Note each line of the entries that includes "query". Then copy those lines.

### EXERCISE INPUT:
####################
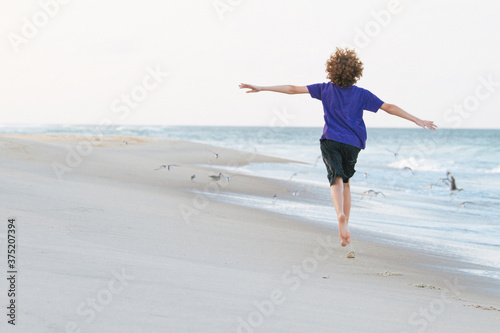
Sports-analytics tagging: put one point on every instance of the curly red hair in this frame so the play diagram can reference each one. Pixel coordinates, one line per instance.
(344, 67)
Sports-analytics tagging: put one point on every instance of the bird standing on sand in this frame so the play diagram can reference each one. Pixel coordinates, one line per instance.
(462, 205)
(215, 154)
(372, 193)
(216, 178)
(408, 168)
(167, 167)
(396, 153)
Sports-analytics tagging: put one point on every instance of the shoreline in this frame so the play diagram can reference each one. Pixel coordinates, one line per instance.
(200, 264)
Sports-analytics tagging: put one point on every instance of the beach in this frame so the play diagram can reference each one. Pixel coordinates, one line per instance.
(113, 239)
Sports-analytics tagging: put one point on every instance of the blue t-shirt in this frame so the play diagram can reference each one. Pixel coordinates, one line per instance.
(344, 111)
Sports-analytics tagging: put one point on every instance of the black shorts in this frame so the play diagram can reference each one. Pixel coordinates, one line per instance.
(339, 158)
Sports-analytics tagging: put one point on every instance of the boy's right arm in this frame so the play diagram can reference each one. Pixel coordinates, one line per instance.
(397, 111)
(285, 89)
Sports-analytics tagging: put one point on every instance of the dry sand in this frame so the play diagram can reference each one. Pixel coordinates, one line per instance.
(108, 244)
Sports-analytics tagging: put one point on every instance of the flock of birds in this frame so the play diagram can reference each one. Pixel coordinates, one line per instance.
(213, 178)
(449, 180)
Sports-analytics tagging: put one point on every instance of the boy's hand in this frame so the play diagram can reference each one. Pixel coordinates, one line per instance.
(251, 87)
(426, 124)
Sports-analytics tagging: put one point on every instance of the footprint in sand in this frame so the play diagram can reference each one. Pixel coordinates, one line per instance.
(423, 285)
(387, 273)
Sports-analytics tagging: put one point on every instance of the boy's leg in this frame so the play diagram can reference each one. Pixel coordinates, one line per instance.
(337, 191)
(347, 205)
(347, 199)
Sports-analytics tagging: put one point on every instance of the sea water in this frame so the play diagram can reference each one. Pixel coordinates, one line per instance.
(415, 207)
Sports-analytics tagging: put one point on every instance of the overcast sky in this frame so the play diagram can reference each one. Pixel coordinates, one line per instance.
(165, 62)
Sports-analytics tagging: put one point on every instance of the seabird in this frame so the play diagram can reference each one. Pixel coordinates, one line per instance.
(168, 167)
(371, 193)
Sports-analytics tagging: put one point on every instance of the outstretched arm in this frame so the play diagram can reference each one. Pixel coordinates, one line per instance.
(397, 111)
(286, 89)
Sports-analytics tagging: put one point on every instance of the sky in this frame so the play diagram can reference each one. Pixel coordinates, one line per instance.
(163, 62)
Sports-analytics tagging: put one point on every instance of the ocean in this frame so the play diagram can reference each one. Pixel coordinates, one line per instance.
(415, 207)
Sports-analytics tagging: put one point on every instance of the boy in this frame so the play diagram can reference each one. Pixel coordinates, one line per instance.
(344, 133)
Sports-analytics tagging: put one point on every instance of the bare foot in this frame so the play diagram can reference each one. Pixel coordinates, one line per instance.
(345, 235)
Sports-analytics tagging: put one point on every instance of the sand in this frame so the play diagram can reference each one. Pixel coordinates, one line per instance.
(107, 243)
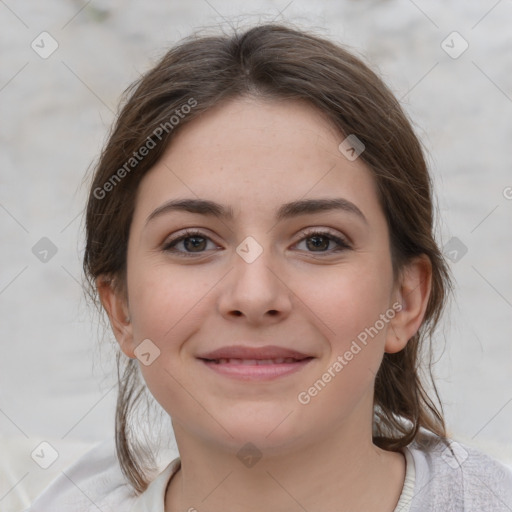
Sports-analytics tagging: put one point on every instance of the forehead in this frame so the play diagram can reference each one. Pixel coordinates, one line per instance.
(251, 153)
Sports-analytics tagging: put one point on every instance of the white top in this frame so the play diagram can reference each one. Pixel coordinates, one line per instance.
(436, 479)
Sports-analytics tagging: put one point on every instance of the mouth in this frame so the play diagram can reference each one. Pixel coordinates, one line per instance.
(263, 363)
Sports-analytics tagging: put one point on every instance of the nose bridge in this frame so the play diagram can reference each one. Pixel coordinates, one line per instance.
(255, 289)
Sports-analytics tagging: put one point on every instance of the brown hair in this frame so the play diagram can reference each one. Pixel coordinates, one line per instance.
(275, 62)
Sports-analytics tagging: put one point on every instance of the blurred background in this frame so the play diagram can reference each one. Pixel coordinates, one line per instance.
(65, 64)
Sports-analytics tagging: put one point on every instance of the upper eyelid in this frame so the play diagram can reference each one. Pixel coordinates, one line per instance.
(302, 234)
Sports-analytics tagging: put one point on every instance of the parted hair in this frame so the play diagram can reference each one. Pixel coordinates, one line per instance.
(274, 61)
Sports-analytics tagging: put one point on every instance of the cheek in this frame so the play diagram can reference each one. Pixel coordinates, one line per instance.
(163, 302)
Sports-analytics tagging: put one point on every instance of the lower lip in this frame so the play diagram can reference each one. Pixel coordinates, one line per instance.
(257, 371)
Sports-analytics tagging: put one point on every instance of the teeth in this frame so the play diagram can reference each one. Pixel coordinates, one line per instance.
(279, 360)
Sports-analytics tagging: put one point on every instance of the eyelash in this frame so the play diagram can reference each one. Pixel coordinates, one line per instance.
(342, 244)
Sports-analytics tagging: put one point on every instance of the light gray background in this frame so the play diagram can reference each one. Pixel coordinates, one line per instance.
(55, 117)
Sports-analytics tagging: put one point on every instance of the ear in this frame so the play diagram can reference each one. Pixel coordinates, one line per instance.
(412, 292)
(115, 303)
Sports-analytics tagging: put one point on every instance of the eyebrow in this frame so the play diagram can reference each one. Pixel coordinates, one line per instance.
(286, 211)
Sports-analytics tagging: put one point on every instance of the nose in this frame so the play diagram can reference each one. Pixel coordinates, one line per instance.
(255, 293)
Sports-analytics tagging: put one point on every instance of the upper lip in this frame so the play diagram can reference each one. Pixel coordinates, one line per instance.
(245, 352)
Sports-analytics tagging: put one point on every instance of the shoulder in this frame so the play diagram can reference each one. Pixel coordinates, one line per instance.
(456, 477)
(94, 482)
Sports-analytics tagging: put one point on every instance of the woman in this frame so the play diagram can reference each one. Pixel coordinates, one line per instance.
(260, 234)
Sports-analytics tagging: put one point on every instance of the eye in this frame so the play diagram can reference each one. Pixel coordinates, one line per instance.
(192, 241)
(319, 241)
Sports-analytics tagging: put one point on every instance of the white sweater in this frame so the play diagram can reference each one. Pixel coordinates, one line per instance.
(436, 479)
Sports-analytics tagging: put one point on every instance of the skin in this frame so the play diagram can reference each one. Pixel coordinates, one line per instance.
(253, 156)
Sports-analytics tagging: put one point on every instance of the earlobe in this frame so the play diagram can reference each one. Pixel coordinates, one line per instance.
(115, 304)
(413, 292)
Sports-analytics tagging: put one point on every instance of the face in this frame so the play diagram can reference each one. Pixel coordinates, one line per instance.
(268, 325)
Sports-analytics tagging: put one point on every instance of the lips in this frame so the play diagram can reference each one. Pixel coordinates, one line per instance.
(261, 363)
(254, 355)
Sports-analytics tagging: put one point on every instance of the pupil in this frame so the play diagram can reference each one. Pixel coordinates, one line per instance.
(196, 242)
(318, 242)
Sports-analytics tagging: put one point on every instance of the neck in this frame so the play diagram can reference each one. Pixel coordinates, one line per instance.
(342, 472)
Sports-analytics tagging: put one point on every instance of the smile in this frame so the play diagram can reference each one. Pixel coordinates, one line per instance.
(256, 369)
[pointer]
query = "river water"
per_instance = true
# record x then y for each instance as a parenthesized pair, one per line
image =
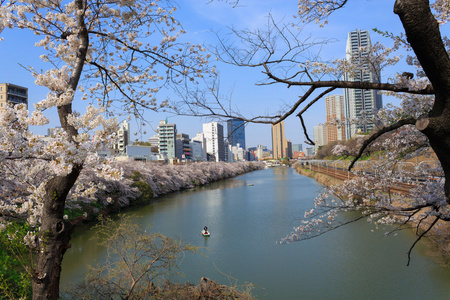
(247, 215)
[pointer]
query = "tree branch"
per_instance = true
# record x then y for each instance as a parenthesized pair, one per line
(377, 134)
(420, 237)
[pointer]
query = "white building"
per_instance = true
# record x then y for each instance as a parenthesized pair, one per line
(213, 133)
(123, 139)
(154, 141)
(198, 147)
(334, 108)
(239, 153)
(358, 102)
(167, 139)
(320, 136)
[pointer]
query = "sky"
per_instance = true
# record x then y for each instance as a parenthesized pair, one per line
(199, 19)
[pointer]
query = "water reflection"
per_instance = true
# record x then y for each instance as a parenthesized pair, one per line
(245, 222)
####################
### ANSWER FOR THE TASK:
query = "river water"
query = "tree branch"
query = "white building"
query = "sky"
query = "water reflection"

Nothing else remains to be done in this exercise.